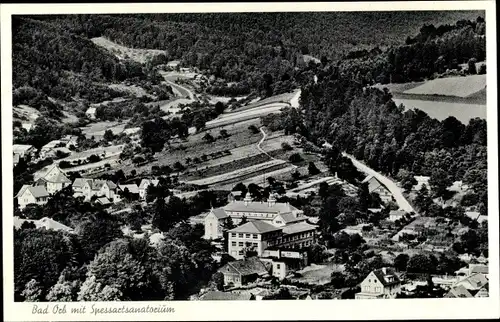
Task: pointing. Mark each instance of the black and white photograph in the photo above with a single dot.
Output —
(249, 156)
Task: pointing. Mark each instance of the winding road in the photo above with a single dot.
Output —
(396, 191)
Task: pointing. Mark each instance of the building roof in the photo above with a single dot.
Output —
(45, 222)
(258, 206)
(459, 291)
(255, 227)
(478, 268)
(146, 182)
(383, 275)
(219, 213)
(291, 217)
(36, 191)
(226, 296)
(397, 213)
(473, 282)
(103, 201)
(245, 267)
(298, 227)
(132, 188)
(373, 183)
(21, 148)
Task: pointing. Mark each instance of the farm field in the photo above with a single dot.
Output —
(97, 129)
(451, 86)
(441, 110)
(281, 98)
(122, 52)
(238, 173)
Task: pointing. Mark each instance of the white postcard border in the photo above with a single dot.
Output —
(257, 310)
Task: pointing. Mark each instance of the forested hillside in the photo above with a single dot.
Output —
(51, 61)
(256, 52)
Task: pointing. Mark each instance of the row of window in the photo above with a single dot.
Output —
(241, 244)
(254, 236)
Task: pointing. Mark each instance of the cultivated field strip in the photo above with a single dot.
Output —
...
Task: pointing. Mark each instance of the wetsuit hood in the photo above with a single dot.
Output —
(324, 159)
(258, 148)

EXERCISE: Look above for the line with "Task: pointing. Mark each instance of the black" and the line with "Task: pointing. Mark each instance of the forested", and reproduce exactly those two lines plus every line between, nothing more.

EXERCISE RESULT:
Task: pointing. Mark each instance of the black and white photograph in the photo above with a single dot.
Output —
(249, 156)
Task: pointing. Mark each instance of the winding road in the photo above with a single dot.
Output —
(396, 191)
Task: pointing. Mark each instance of the building roof in the photo above with a single dot.
Output —
(45, 222)
(258, 206)
(459, 291)
(255, 227)
(478, 268)
(146, 182)
(383, 275)
(219, 213)
(291, 217)
(36, 191)
(226, 296)
(397, 213)
(473, 282)
(103, 201)
(245, 267)
(298, 227)
(132, 188)
(373, 183)
(21, 148)
Task: pointing. Mark each instance of the farm field in the photo above with a single dot.
Output —
(97, 129)
(451, 86)
(441, 110)
(281, 98)
(122, 52)
(238, 173)
Task: pointing. Mark each instance of the white postcard border in the photo above with a single dot.
Output —
(257, 310)
Task: pointing. Mark each instance of the forested hillside in the photo above with a single dot.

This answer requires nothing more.